## What to produce
Extract each line of the material below that contains the word "window".
───
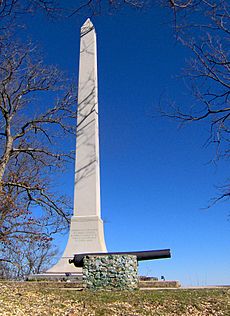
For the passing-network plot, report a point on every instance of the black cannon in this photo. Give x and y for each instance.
(141, 255)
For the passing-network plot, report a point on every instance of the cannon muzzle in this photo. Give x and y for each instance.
(141, 255)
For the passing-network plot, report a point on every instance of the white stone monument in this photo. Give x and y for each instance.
(86, 229)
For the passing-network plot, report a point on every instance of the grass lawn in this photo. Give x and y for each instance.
(31, 298)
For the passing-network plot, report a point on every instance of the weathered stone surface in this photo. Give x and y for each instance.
(110, 272)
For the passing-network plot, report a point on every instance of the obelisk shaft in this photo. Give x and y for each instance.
(87, 175)
(86, 228)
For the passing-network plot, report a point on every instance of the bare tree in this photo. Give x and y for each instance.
(204, 28)
(30, 149)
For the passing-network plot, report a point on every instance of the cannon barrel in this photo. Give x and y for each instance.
(141, 255)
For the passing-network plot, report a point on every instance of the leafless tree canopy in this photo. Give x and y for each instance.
(30, 133)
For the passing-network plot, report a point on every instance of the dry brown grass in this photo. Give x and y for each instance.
(31, 298)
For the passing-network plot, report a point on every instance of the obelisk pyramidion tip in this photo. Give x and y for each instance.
(87, 27)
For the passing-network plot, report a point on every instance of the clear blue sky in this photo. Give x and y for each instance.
(155, 178)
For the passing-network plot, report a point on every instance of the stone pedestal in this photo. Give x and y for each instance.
(110, 272)
(86, 229)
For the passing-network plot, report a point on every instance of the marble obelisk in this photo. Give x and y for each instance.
(86, 229)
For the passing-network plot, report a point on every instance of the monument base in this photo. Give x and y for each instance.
(86, 235)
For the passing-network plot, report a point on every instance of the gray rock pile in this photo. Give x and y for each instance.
(110, 272)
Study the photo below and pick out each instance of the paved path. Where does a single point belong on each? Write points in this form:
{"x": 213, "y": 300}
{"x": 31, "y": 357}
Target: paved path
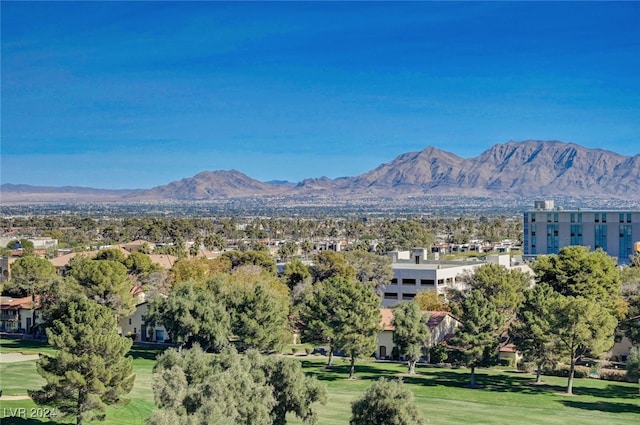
{"x": 17, "y": 357}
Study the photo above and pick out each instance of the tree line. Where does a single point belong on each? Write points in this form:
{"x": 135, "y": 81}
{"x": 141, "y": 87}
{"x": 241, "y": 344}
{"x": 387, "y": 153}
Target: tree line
{"x": 239, "y": 303}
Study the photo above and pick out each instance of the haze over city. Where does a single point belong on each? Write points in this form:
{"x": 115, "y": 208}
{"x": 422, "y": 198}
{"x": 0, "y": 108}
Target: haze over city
{"x": 133, "y": 95}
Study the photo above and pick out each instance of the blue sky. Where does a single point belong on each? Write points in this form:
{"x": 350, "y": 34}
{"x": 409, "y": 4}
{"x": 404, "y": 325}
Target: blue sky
{"x": 138, "y": 94}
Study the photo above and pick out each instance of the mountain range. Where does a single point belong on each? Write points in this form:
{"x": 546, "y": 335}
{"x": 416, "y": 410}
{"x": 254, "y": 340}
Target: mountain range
{"x": 513, "y": 169}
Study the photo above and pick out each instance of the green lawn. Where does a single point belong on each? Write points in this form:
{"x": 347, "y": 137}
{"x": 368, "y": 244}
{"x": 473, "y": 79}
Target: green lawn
{"x": 506, "y": 397}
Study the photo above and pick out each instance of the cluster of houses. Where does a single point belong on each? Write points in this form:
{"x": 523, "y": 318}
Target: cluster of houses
{"x": 413, "y": 271}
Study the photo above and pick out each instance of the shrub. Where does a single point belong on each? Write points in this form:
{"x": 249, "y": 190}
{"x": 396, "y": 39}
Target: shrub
{"x": 505, "y": 362}
{"x": 528, "y": 367}
{"x": 563, "y": 371}
{"x": 438, "y": 354}
{"x": 613, "y": 375}
{"x": 386, "y": 402}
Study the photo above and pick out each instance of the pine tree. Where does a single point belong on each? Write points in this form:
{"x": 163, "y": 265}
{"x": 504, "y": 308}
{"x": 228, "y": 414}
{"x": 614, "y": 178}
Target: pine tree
{"x": 386, "y": 402}
{"x": 478, "y": 337}
{"x": 531, "y": 331}
{"x": 411, "y": 331}
{"x": 90, "y": 369}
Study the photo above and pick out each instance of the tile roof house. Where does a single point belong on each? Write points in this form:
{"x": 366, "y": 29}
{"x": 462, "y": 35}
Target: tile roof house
{"x": 18, "y": 315}
{"x": 441, "y": 324}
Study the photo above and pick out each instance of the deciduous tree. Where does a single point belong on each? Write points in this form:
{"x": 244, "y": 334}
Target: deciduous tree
{"x": 385, "y": 403}
{"x": 192, "y": 314}
{"x": 411, "y": 333}
{"x": 579, "y": 326}
{"x": 431, "y": 301}
{"x": 477, "y": 338}
{"x": 633, "y": 366}
{"x": 106, "y": 282}
{"x": 531, "y": 331}
{"x": 577, "y": 272}
{"x": 191, "y": 387}
{"x": 90, "y": 369}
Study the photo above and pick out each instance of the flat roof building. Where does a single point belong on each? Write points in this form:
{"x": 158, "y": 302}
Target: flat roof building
{"x": 416, "y": 271}
{"x": 547, "y": 229}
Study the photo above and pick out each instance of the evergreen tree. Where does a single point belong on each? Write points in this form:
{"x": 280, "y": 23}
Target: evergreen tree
{"x": 258, "y": 304}
{"x": 531, "y": 331}
{"x": 477, "y": 339}
{"x": 192, "y": 314}
{"x": 358, "y": 321}
{"x": 580, "y": 326}
{"x": 30, "y": 276}
{"x": 633, "y": 366}
{"x": 411, "y": 333}
{"x": 385, "y": 403}
{"x": 90, "y": 369}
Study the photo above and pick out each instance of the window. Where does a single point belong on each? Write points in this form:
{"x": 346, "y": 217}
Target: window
{"x": 552, "y": 239}
{"x": 601, "y": 236}
{"x": 626, "y": 241}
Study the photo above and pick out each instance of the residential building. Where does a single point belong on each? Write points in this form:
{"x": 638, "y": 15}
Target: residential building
{"x": 135, "y": 326}
{"x": 547, "y": 229}
{"x": 441, "y": 325}
{"x": 5, "y": 268}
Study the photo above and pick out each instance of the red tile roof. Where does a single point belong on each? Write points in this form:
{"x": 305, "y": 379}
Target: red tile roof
{"x": 9, "y": 303}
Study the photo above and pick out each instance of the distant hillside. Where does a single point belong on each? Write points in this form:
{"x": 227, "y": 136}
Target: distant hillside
{"x": 514, "y": 169}
{"x": 207, "y": 185}
{"x": 531, "y": 168}
{"x": 24, "y": 193}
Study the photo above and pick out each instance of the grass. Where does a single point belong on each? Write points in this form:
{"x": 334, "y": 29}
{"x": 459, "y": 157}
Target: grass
{"x": 506, "y": 397}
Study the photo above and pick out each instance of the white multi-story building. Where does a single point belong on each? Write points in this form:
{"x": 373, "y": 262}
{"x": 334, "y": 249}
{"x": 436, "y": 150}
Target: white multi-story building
{"x": 547, "y": 229}
{"x": 414, "y": 271}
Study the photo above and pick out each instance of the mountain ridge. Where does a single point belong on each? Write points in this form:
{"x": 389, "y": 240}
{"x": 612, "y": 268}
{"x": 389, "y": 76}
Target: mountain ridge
{"x": 512, "y": 169}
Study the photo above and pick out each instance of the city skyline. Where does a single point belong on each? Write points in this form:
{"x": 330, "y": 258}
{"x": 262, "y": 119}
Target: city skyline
{"x": 134, "y": 95}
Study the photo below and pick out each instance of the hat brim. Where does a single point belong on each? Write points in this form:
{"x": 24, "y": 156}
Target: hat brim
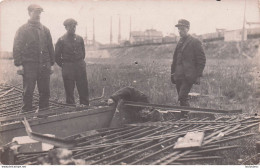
───
## Output of the task
Study the photo above and pick out each instance of the window. Where does a single point belong on each? Write points in this form:
Target: window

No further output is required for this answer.